SET EXERCISE:
List each line of the records below that contains the word "objective".

DATA EXCERPTS:
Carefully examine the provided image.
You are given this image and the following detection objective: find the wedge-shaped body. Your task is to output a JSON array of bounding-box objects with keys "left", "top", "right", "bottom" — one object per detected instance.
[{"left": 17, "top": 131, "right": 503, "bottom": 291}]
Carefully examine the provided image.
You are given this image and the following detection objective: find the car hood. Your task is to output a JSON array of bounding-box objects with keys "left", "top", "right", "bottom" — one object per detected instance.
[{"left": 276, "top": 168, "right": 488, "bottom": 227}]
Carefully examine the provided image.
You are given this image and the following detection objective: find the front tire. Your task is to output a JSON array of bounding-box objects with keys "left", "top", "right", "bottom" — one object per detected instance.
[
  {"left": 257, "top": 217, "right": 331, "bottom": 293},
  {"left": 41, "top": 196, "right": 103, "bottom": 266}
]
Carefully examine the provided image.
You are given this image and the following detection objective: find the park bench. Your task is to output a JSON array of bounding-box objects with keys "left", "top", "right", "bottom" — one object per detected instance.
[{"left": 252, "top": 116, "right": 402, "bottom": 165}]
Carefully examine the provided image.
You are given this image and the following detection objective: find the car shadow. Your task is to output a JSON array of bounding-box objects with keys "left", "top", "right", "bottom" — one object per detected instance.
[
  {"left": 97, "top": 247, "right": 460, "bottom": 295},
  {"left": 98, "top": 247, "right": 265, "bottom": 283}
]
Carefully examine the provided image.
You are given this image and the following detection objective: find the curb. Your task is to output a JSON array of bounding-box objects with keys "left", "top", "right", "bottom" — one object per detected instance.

---

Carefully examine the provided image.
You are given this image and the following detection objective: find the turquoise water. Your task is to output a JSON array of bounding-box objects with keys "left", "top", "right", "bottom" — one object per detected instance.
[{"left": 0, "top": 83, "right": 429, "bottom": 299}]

RESPONSE FOR THIS EXERCISE:
You are given this image and the following detection objective: find the wedge-shaped body. Your task is to output a JSON array of bounding-box objects with keys "left", "top", "right", "bottom" — one object per detected instance.
You are given this image and the following detection objective: find the car hood. Your task is to output a JSON array of bounding-box objects with keys "left", "top", "right", "bottom" — one object per detected instance.
You are given this image and the following detection objective: find the front tire. Your task is to output a JSON array of bounding-box objects with keys "left", "top", "right", "bottom" — one object per detected instance.
You are given this image and the following detection objective: find the park bench. Your task is to output a JSON array of bounding-box objects with keys "left", "top", "right", "bottom" — one object per detected instance.
You are given this image and the following detection objective: find the car shadow. Your task is to output a JSON array of bounding-box objects with keys "left", "top", "right", "bottom" — one object per detected instance.
You are given this image and the following detection objective: find the curb. Your task is to output a JSON array of bounding-box objects with keys "left", "top", "right", "bottom" — one object per detected instance.
You are given this image and the following detection objective: find the turquoise water. Your task is to output a JSON array of bounding-box objects with keys "left", "top", "right", "bottom" — one object per detected instance.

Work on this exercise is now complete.